WHAT YOU HAVE TO DO >> Continue the JupyterHub integration blueprint below from the point where it stops, carrying on its permission-handling step.

TEXT FOR ANALYSIS >>

Generic JupyterHub Integration Blueprint

Calliope Integration: This component is integrated into the Calliope AI platform. Some features and configurations may differ from the upstream project.

Overview

This blueprint shows how to transform any standalone containerized service into a JupyterHub-compatible service, based on the pattern implemented for WAIIDE (WAIIDE Server → JupyterHub integration).

Core Pattern: Dual-Mode Architecture

Transform a single-purpose service container into a dual-mode container:

Standalone Mode: Original service + API proxy
JupyterHub Mode: jupyterhub-singleuser + jupyter-server-proxy + original service

Implementation Recipe

Step 1: Environment Detection & Mode Selection

Create an entrypoint script that detects JupyterHub environment:

#!/bin/bash
# entrypoint-jupyterhub.sh

# Detect JupyterHub environment
if [ -n "$JUPYTERHUB_SERVICE_PREFIX" ] || [ -n "$JUPYTERHUB_USER" ] || [ -n "$JUPYTERHUB_API_TOKEN" ]; then
    MODE="jupyterhub"
else
    MODE="standalone"
fi

# Route to appropriate startup mode
if [ "$MODE" = "jupyterhub" ]; then
    start_jupyterhub_mode
else
    start_standalone_mode
fi

Key Environment Variables to Check:

JUPYTERHUB_SERVICE_PREFIX - URL prefix (e.g., /user/alice/myservice/)
JUPYTERHUB_USER - Username
JUPYTERHUB_API_TOKEN - OAuth token
JUPYTERHUB_SERVER_NAME - Named server identifier

Step 2: Permission Handling

Handle Docker user permissions properly:

# Start as root, fix permissions, then drop to target user
if [ "$(id -u)" = "0" ]; then
    echo "🔧 Running as root - fixing permissions..."

DATA SECTION >>
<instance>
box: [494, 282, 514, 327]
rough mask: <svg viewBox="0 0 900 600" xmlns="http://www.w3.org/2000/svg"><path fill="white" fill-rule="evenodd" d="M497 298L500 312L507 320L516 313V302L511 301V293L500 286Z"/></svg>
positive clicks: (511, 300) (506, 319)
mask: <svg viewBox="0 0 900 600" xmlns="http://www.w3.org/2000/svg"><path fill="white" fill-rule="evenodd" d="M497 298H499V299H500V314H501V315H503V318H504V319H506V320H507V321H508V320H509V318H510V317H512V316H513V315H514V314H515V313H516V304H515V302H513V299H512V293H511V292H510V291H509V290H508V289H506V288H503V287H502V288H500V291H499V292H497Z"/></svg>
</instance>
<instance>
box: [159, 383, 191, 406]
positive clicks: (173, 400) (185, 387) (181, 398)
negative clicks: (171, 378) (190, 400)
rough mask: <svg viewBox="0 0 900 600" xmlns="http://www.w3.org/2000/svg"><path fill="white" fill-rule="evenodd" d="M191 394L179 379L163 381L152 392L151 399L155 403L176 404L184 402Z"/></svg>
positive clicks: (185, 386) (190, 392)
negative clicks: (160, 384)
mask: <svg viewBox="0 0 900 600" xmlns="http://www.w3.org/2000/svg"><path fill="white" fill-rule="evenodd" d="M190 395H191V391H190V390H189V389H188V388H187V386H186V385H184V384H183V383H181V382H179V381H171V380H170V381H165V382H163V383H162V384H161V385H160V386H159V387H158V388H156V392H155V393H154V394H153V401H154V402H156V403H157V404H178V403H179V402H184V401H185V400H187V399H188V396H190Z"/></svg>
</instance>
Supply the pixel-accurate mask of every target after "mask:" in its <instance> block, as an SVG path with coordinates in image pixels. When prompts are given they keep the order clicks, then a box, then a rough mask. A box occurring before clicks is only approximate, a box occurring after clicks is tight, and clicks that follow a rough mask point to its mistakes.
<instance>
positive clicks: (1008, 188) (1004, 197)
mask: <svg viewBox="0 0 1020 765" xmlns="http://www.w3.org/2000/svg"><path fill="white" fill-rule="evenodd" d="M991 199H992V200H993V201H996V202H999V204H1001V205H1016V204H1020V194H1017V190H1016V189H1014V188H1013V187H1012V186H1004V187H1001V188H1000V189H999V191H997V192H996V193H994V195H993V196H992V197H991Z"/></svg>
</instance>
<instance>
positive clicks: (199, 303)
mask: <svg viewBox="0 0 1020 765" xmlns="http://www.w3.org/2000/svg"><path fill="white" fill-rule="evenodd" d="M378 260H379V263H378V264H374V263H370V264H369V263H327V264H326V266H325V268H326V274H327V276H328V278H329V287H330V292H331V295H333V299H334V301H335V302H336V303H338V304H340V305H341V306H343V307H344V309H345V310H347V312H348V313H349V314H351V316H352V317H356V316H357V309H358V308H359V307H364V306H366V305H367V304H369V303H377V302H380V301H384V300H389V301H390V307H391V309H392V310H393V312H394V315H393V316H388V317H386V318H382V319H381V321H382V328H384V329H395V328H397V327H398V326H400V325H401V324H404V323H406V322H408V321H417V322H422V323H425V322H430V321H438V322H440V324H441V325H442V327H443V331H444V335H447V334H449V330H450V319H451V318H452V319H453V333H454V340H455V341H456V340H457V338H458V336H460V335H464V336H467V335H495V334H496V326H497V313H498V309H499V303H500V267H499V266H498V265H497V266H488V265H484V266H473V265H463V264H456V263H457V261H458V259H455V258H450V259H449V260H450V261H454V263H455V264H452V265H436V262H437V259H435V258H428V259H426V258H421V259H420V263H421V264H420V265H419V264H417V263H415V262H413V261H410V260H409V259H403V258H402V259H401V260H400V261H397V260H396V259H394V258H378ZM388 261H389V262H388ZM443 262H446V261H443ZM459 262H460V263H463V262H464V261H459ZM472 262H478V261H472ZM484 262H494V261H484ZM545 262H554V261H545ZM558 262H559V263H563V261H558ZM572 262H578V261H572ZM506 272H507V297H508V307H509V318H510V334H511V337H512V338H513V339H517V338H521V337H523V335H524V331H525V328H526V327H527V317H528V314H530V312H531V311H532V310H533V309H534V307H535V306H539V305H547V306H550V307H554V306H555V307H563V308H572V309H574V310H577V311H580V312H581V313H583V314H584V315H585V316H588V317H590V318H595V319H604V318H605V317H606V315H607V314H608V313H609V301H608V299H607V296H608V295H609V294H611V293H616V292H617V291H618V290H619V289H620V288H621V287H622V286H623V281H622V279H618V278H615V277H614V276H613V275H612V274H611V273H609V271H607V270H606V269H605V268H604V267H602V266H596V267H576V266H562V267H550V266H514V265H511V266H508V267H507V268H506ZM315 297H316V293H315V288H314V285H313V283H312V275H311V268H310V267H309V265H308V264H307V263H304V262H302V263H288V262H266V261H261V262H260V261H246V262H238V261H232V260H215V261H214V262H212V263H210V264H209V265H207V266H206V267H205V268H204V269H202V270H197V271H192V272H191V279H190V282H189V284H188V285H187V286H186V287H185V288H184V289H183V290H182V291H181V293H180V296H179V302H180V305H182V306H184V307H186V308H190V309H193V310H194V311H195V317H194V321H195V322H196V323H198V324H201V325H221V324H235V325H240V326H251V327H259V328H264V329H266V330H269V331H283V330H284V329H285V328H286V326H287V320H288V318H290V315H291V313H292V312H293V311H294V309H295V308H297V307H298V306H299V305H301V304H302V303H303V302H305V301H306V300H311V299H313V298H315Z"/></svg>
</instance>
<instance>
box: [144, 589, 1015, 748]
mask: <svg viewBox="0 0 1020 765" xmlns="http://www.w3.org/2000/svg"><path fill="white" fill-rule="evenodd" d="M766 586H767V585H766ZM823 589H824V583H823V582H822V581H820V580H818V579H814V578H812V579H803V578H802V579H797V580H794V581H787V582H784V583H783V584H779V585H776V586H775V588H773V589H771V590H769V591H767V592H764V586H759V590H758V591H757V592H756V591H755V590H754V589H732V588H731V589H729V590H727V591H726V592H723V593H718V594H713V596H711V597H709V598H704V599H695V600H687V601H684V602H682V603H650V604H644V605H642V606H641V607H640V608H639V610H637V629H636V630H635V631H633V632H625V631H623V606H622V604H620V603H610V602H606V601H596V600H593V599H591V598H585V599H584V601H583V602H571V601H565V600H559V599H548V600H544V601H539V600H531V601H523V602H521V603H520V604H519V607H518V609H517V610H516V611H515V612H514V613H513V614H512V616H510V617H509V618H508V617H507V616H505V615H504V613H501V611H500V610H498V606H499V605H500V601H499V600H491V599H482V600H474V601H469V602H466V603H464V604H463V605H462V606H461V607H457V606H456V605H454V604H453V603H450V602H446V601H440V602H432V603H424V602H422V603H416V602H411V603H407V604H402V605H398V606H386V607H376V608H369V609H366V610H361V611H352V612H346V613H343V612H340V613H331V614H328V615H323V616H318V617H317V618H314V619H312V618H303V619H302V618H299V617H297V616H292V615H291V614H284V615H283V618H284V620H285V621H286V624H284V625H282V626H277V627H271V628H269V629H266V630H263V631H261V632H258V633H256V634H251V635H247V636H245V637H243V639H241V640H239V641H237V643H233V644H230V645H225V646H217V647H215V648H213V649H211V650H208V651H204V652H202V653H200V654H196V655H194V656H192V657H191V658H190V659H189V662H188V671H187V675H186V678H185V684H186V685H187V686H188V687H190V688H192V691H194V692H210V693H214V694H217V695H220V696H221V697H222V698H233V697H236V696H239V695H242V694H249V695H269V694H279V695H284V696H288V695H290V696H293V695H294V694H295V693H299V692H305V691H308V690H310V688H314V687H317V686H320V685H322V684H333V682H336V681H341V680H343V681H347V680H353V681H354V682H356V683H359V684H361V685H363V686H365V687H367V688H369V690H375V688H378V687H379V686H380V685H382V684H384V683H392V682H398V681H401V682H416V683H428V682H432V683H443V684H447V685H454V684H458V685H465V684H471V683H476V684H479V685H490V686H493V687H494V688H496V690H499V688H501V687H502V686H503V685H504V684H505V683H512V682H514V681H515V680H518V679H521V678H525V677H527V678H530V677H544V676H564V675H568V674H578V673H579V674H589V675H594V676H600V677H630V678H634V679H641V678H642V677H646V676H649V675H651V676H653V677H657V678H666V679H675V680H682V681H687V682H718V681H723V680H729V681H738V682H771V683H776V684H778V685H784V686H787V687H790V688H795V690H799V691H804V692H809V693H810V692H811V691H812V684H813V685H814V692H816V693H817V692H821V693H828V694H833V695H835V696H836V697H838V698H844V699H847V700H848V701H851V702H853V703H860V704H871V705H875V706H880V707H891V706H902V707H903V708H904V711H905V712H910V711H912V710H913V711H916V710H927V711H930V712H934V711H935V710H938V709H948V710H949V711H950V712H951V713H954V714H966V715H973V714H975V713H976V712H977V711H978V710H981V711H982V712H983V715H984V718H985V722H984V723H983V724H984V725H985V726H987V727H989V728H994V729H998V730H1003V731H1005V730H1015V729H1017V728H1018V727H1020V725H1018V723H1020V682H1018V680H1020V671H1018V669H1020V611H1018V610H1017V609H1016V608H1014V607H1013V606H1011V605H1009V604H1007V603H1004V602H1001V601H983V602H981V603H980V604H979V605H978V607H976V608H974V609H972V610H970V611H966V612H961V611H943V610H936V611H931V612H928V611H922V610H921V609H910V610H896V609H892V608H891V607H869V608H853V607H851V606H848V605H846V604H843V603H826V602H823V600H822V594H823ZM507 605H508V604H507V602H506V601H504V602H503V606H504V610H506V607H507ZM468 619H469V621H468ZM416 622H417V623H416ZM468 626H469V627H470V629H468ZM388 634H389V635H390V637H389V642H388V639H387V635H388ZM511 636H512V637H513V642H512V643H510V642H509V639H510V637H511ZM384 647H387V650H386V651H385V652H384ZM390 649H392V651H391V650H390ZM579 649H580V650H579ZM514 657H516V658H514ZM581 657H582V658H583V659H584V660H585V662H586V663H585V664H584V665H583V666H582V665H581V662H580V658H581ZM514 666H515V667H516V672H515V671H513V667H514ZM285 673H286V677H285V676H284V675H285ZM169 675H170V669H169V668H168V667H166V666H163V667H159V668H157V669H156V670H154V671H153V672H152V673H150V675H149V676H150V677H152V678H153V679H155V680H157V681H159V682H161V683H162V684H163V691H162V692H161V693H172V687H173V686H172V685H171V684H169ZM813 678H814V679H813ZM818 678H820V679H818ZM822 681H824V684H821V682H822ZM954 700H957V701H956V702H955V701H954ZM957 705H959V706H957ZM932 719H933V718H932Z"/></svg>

RESPONSE BELOW >>
    
    # Create user directories
    mkdir -p "$USER_HOME/workspace"
    mkdir -p "$USER_HOME/.local/share/jupyter/runtime"
    
    # Fix ownership (UID 1000, GID 100 - standard for Jupyter containers)
    chown -R 1000:100 "$USER_HOME"
    
    # Drop to non-root user
    exec su -s /bin/bash -c "exec $0 $@" $(getent passwd 1000 | cut -d: -f1)
fi

Step 3: Dual-Mode Service Architecture

JupyterHub Mode (Port Strategy)

┌─────────────────────────────────────────────────────────────┐
│                    Container (Port 8080)                    │
├─────────────────────────────────────────────────────────────┤
│  jupyterhub-singleuser (0.0.0.0:8080)                      │
│           ↓                                                 │
│  jupyter-server-proxy                                       │
│           ↓                                                 │
│  Original Service (127.0.0.1:8081)                         │
│                                                             │
│  URL: /user/{username}/proxy/8081/ → localhost:8081        │
└─────────────────────────────────────────────────────────────┘

Standalone Mode (Port Strategy)

┌─────────────────────────────────────────────────────────────┐
│                    Container (Port 8080)                    │
├─────────────────────────────────────────────────────────────┤
│  API Server (0.0.0.0:8080)                                 │
│           ↓                                                 │
│  Proxy to Original Service (127.0.0.1:8081)                │
│                                                             │
│  URL: /api → API endpoints                                  │
│  URL: /* → Original Service (proxied)                      │
└─────────────────────────────────────────────────────────────┘

Step 4: Create API Server with URL Rewriting

#!/usr/bin/env python3
"""
Generic API server that provides JupyterHub-compatible API endpoints
and proxies requests to the original service with URL path rewriting.
"""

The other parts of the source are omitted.